# [EXCERPTED TEXT]
Class action against GitHub Copilot

Posted Nov 16, 2022 5:50 UTC (Wed) by unilynx (guest, #114305) [Link] (1 responses)

I’m not sure anything of this works this way for a sub license from B to C if B is just providing a copy

The license is a promise not to sue for copyright infringement providing you follow certain requirements.

C has the same rights as B in your case no matter what B said, as B has no standing to sue for copyright infringement as he does not have any copyright.

(Unless A specifically provided the product to B with the understanding that the MIT license would only be valid to B)

Class action against GitHub Copilot

Posted Nov 17, 2022 19:48 UTC (Thu) by NYKevin (subscriber, #129325) [Link]

As I mentioned, C can decide which license to comply with. In the scenario you describe, C would (probably) choose to comply with the license provided by A rather than the sublicense provided by B, so B's sublicense has no legal effect and may as well not exist. Thus, this is a distinction without a difference.

Class action against GitHub Copilot

Posted Nov 10, 2022 21:10 UTC (Thu) by developer122 (guest, #152928) [Link] (4 responses)

Just try that with the ZFS that's under the CDDL. OpenZFS may not come after you but there's a good chance Oracle will.

There's a good reason that OpenZFS is distributed as an nvidia-style module despite being copyleft.

Class action against GitHub Copilot

Posted Nov 10, 2022 21:28 UTC (Thu) by q_q_p_p (guest, #131113) [Link] (3 responses)

That's cool idea, if I were using Copilot I would try doing this: use Copilot to reproduce ZFS code, GPLv2 it and let Oracle fight Microsoft over the code generated by Copilot :-) What can go wrong?

Class action against GitHub Copilot

Posted Nov 11, 2022 0:43 UTC (Fri) by pabs (subscriber, #43278) [Link] (2 responses)

Oracle would probably sue you first, not Microsoft?

Class action against GitHub Copilot

Posted Nov 17, 2022 10:34 UTC (Thu) by NRArnot (subscriber, #3033) [Link] (1 responses)

Write an AI to use Codepilot to regenerate ZFS code? Then post the source code of that AI under a "no rights reserved, use at finder's risk" type license? (This isn't purely flippant. It's the sort of world we are heading into, and the law will get seriously left behind by the AIs).

Class action against GitHub Copilot

Posted Nov 27, 2022 16:19 UTC (Sun) by flussence (guest, #85566) [Link]

That's not much different than populating an open FTP server with a "windows11enterprisecracked.iso" containing an exact byte length of apparent random noise alongside a 1MB "teehee.xor".

Class action against GitHub Copilot

Posted Nov 17, 2022 13:04 UTC (Thu) by esemwy (guest, #83963) [Link]

Copilot should have as its input a desired license. There’s no legal way to blanket re-license someone else’s code.

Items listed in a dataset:
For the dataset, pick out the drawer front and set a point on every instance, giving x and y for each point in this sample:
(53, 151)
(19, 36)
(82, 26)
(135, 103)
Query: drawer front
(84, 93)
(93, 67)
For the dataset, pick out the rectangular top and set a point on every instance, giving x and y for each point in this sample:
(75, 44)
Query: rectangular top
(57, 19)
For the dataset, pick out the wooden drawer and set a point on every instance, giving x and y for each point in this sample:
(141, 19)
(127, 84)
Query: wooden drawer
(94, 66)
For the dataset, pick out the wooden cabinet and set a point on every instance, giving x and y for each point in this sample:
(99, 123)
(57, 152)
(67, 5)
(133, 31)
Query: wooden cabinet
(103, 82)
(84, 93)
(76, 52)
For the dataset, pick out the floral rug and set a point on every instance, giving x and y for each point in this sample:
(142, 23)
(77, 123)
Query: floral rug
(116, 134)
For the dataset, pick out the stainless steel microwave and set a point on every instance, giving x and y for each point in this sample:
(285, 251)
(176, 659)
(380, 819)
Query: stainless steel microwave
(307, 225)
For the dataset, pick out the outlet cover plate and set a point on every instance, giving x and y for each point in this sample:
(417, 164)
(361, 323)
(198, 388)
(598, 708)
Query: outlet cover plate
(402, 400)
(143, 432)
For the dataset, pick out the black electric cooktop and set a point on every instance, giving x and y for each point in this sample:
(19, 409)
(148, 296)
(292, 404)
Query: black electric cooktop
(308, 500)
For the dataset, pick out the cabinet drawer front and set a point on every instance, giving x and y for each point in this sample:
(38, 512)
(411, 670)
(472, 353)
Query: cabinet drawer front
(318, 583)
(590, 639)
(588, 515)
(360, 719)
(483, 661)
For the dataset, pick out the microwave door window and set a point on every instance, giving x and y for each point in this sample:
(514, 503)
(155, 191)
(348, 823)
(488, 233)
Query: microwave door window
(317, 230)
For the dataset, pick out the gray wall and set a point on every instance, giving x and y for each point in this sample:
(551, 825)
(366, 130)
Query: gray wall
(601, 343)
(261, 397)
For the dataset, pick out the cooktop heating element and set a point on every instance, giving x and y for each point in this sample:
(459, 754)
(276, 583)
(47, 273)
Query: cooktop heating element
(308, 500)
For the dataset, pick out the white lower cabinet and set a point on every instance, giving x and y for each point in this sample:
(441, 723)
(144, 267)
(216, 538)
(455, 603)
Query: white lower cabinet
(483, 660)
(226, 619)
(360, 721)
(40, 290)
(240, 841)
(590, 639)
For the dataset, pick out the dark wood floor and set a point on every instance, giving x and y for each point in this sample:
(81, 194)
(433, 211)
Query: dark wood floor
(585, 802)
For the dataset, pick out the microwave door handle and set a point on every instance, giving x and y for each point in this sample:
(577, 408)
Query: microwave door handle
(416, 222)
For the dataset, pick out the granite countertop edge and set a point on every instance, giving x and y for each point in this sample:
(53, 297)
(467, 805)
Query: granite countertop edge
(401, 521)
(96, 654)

# [WORK REQUIRED]
Please answer from the GitHub Copilot discussion: how is OpenZFS distributed despite being copyleft?

# [ANSWER TO THIS TASK]
As an nvidia-style module.